Provided passage =
══════════════════════════════
Hi all,
I am trying to use DESeq2 to simulate time course RNA seq dataset.
Setup details:
Let's assume we have a time course dataset with 1000 genes, 8 time points and 3 replicates per time point. Here each time point is a 'condition' amounting to a total of 8 conditions. The total number of samples are 8x3 = 24.
Simulation approach:
- Feed a count matrix of size (1000x24) into DESeq.
- Get one mean per gene per sample (hence 1000x24 = 24k mean values) and one dispersion estimate per gene (hence 1000 dispersion values).
- Take a gene (let's say BRCA1) and a given replicate (let's say replicate 1).
- Take the 8 Negative Binomial distributions corresponding to each of the 8 time points of BRCA1 replicate 1.
- Sample values from each of the 8 distributions to create new time courses for BRCA1 replicate 1.
Questions:
- After doing mean/dispersion estimation, how to get the mean values(per gene per sample, mu_ij) and dispersion values (per gene, alpha_i)?
══════════════════════════════
Provided information =

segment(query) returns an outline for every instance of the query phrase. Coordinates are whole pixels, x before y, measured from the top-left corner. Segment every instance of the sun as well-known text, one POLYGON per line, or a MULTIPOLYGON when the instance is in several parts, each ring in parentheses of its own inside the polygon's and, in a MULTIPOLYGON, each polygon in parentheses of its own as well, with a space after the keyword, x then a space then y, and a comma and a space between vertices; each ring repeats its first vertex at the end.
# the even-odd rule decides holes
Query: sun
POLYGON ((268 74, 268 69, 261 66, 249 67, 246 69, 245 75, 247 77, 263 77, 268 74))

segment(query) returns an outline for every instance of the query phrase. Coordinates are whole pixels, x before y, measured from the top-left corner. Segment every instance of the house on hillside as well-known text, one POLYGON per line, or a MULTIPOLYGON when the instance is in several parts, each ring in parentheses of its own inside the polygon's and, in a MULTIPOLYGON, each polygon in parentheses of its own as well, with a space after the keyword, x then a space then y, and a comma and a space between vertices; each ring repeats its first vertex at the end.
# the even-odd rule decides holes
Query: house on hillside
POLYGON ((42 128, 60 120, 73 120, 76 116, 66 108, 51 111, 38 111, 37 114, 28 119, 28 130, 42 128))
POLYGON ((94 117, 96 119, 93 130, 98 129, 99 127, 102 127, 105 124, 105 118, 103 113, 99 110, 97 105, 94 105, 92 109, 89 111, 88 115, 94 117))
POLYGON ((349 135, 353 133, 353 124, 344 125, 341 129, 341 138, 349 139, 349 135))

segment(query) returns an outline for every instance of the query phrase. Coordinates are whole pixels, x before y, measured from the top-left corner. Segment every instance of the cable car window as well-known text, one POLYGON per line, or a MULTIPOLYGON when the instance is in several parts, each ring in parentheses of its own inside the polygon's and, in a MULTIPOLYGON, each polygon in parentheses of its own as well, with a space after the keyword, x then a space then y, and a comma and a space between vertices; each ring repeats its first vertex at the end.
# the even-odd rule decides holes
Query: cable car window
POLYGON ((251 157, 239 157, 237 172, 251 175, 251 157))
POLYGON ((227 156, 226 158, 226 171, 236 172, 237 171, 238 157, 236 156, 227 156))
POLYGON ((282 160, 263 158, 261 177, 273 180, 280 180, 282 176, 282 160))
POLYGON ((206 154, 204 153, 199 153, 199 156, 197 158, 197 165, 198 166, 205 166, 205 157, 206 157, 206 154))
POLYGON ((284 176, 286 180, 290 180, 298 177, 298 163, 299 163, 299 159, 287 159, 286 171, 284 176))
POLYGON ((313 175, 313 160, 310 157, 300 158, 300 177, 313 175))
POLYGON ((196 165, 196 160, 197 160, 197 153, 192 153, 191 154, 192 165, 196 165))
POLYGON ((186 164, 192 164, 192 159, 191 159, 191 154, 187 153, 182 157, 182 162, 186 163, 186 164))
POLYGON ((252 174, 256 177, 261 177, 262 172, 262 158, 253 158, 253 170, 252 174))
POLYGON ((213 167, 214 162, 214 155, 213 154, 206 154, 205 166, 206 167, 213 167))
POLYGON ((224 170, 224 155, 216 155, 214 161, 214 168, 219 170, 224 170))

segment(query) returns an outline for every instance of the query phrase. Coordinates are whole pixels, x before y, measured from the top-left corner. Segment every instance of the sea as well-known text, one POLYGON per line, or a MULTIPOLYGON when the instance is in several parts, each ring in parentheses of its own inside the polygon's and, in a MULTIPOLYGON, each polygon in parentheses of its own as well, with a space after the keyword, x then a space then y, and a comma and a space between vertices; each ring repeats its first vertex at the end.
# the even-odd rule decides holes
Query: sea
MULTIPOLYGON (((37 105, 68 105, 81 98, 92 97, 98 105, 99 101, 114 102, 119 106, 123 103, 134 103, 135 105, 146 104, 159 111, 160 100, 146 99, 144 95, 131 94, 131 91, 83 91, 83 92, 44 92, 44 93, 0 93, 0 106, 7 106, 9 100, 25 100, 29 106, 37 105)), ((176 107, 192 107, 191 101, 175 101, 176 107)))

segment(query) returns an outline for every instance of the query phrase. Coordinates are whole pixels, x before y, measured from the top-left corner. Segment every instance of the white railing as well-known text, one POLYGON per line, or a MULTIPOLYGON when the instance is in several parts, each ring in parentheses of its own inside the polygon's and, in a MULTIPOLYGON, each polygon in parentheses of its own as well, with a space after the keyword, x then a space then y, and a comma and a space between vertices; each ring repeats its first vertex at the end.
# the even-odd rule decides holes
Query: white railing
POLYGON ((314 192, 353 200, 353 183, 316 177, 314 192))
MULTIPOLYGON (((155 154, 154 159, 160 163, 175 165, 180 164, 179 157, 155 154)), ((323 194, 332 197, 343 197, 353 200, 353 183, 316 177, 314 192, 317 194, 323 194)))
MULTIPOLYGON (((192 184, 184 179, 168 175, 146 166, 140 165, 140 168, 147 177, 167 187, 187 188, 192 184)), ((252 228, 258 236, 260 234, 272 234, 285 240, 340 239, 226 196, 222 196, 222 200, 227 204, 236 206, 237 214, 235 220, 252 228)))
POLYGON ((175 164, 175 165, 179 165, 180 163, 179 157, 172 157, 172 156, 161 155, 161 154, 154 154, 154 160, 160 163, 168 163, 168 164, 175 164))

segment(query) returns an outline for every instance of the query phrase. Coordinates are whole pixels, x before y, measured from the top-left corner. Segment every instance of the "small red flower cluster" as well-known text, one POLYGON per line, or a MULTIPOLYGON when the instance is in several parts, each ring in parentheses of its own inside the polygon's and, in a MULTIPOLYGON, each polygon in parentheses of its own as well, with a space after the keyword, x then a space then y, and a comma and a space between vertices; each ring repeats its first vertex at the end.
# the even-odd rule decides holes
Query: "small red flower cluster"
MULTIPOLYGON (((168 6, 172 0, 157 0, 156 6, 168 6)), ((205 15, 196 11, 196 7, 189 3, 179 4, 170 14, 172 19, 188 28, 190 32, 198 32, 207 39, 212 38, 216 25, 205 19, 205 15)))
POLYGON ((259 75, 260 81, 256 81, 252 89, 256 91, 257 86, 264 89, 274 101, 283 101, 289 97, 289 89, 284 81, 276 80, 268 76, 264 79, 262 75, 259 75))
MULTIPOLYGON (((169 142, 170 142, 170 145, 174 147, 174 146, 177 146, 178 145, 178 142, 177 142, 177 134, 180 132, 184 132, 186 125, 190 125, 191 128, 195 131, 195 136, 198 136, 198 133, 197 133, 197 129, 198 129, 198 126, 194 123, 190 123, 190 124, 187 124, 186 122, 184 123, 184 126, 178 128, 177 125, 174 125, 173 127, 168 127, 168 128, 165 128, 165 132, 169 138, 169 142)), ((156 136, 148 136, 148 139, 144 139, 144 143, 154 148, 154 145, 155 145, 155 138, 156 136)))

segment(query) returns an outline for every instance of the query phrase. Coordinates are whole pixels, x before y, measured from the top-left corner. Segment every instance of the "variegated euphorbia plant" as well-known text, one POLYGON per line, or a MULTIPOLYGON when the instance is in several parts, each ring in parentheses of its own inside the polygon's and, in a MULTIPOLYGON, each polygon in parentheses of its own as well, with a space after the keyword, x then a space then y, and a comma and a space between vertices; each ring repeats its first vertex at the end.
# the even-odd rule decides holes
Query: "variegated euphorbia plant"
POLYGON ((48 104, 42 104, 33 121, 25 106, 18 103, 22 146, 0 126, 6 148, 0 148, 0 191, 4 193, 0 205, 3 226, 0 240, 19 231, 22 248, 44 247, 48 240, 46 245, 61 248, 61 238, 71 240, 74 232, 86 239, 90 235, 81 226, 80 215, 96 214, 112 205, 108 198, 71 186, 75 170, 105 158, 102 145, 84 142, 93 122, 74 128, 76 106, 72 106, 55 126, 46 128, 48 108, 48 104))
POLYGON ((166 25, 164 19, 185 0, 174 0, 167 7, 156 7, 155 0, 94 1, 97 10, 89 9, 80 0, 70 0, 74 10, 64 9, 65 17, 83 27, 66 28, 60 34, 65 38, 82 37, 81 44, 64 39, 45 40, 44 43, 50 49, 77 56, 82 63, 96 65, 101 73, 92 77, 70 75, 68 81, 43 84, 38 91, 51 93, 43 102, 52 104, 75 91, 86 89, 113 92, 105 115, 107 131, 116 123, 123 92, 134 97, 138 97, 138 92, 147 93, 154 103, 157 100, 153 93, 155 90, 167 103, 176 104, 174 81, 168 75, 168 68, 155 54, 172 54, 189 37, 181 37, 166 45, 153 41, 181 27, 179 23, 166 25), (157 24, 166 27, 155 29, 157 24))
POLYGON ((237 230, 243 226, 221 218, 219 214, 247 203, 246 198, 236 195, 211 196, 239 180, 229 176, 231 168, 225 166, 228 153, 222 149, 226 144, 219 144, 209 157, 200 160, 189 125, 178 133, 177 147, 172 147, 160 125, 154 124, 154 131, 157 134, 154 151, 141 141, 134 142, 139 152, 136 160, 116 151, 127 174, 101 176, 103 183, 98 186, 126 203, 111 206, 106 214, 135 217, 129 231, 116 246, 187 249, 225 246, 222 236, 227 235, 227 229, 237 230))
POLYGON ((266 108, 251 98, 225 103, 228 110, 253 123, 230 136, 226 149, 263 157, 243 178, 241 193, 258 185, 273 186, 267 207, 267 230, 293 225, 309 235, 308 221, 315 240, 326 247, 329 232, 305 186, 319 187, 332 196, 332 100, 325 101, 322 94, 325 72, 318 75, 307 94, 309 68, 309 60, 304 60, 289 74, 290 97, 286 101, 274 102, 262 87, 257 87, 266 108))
══════════════════════════════
Exercise instructions =
1. Restate the DESeq2 time-course post, everything from "- Take a gene" down to "for BRCA1 replicate 1.", replacing "BRCA1" with "TP53".
2. In the DESeq2 time-course post, what is the total number of samples in the assumed dataset?

Answers to the problems =
1.
- Take a gene (let's say TP53) and a given replicate (let's say replicate 1).
- Take the 8 Negative Binomial distributions corresponding to each of the 8 time points of TP53 replicate 1.
- Sample values from each of the 8 distributions to create new time courses for TP53 replicate 1.

2. 24 samples (8 time points × 3 replicates).